— start Data records —

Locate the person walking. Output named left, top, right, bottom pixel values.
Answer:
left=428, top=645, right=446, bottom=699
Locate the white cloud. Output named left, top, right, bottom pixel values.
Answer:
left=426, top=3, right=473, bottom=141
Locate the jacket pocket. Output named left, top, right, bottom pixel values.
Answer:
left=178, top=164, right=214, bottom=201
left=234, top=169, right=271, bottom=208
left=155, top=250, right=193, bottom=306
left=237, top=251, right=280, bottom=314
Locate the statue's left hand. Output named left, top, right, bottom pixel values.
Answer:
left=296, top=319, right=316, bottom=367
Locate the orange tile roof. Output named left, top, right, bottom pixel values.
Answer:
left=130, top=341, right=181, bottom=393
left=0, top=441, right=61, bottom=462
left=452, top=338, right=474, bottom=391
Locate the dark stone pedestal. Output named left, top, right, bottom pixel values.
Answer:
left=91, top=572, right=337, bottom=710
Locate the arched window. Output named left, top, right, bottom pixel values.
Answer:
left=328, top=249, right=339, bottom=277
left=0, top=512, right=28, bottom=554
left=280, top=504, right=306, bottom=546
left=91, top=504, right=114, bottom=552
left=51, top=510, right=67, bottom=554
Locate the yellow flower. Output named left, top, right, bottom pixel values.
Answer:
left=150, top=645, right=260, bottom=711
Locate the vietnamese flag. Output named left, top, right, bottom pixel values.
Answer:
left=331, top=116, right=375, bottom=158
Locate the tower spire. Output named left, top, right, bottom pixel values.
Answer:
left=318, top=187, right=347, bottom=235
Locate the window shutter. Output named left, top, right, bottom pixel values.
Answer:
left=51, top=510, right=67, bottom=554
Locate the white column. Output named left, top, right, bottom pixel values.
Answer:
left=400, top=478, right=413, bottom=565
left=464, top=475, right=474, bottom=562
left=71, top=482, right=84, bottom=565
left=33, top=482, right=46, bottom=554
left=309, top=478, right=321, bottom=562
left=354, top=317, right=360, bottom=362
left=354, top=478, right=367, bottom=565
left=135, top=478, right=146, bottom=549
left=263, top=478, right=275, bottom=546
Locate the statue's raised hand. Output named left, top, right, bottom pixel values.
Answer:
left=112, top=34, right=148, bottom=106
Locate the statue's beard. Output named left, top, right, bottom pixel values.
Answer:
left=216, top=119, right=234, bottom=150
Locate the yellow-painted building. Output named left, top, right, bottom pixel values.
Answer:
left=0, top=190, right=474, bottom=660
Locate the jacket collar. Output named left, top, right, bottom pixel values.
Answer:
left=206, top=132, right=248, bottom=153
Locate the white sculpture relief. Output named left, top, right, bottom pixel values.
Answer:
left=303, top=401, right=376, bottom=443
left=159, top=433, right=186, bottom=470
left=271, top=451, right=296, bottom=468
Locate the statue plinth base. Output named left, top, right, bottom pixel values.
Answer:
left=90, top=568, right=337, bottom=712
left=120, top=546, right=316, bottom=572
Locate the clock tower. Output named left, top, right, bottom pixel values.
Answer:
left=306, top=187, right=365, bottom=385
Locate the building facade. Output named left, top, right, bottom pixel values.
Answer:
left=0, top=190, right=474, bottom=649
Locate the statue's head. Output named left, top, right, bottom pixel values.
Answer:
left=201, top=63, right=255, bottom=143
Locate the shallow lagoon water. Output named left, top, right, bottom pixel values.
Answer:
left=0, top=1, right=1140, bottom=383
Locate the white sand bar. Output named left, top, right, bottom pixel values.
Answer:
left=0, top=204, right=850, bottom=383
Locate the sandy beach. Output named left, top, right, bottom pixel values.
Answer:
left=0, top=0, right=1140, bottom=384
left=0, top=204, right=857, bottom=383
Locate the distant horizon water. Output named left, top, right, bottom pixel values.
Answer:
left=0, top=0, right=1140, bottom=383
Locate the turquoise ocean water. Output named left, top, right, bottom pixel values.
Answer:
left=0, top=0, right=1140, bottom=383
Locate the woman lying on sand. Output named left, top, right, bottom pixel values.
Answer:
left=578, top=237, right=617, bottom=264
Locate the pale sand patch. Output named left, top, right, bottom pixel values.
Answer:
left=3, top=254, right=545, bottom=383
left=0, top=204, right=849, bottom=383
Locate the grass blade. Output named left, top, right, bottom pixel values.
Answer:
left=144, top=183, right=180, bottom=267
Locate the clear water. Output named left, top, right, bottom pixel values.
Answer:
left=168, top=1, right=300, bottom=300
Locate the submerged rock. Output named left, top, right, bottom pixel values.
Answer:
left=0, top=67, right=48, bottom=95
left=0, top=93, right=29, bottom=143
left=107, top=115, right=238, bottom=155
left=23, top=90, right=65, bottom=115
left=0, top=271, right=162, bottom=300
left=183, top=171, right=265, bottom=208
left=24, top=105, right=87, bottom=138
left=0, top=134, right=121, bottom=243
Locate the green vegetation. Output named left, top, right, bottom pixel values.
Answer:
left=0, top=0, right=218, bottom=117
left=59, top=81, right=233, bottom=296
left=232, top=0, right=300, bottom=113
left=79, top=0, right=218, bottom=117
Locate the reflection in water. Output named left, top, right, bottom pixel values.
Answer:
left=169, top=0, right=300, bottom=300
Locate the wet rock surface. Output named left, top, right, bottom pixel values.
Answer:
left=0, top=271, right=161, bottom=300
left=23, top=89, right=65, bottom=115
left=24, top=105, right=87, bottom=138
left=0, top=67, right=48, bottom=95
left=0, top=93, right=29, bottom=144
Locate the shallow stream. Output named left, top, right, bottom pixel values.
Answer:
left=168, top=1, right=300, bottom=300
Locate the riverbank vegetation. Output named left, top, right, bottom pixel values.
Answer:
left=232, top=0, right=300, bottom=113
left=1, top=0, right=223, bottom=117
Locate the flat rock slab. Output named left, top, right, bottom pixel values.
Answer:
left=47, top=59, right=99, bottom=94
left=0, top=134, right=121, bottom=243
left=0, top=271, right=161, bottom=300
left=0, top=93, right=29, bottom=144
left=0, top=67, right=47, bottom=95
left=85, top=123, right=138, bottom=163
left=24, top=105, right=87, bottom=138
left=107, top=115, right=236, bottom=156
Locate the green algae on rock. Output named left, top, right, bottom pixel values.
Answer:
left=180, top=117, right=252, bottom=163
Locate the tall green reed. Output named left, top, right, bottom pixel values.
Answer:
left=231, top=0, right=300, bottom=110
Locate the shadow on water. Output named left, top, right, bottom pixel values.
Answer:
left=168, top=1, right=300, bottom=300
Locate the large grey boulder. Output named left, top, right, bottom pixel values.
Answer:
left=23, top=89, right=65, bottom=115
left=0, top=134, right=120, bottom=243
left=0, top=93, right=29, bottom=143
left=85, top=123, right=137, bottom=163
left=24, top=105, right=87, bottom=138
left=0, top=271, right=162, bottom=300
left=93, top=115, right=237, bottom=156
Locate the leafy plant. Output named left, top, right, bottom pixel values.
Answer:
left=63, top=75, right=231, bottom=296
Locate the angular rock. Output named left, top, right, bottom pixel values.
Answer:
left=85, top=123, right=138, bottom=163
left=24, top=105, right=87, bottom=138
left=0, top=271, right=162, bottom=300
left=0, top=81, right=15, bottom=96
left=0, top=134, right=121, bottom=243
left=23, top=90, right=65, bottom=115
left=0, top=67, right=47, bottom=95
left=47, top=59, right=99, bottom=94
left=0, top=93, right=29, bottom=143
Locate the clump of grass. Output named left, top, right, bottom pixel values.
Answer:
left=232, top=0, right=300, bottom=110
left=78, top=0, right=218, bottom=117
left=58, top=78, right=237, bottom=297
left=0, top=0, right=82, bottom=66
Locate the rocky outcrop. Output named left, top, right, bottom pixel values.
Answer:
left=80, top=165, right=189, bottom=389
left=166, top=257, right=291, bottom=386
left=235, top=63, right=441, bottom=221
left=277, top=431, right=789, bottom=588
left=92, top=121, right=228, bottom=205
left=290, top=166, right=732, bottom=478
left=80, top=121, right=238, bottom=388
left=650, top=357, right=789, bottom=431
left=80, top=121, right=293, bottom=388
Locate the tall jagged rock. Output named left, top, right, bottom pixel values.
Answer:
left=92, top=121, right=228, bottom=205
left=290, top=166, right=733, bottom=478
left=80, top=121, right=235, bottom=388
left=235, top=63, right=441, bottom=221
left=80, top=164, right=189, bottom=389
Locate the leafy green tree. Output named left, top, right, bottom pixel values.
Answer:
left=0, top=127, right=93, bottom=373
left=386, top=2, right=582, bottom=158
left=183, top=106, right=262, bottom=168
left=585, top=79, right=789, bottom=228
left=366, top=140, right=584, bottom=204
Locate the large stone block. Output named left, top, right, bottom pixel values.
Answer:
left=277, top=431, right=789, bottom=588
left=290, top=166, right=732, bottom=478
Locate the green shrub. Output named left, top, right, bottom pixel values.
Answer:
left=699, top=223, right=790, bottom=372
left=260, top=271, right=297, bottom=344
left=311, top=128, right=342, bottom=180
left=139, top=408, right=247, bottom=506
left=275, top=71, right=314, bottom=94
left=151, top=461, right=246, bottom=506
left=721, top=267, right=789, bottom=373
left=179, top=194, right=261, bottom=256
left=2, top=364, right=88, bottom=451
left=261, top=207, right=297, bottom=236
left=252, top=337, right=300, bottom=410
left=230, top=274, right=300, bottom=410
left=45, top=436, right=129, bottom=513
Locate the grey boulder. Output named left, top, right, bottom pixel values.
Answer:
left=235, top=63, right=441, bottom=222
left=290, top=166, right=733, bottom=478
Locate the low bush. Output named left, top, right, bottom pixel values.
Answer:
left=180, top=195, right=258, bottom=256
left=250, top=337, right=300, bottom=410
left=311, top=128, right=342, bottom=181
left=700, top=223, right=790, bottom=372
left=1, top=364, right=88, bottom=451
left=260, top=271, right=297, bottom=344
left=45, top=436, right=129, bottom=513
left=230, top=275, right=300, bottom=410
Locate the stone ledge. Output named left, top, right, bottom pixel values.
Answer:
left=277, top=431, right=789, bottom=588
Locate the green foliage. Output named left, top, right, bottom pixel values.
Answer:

— end Data records —

■ What you have to do ■
Reproduce the listing verbatim, starting at its first line and stopping after the line that contains "left=426, top=3, right=473, bottom=141".

■ Solution for this exercise ■
Locate the person walking. Output named left, top, right, bottom pixel values.
Answer:
left=428, top=645, right=446, bottom=699
Locate the white cloud. Output named left, top, right, bottom pixel values.
Answer:
left=426, top=3, right=473, bottom=141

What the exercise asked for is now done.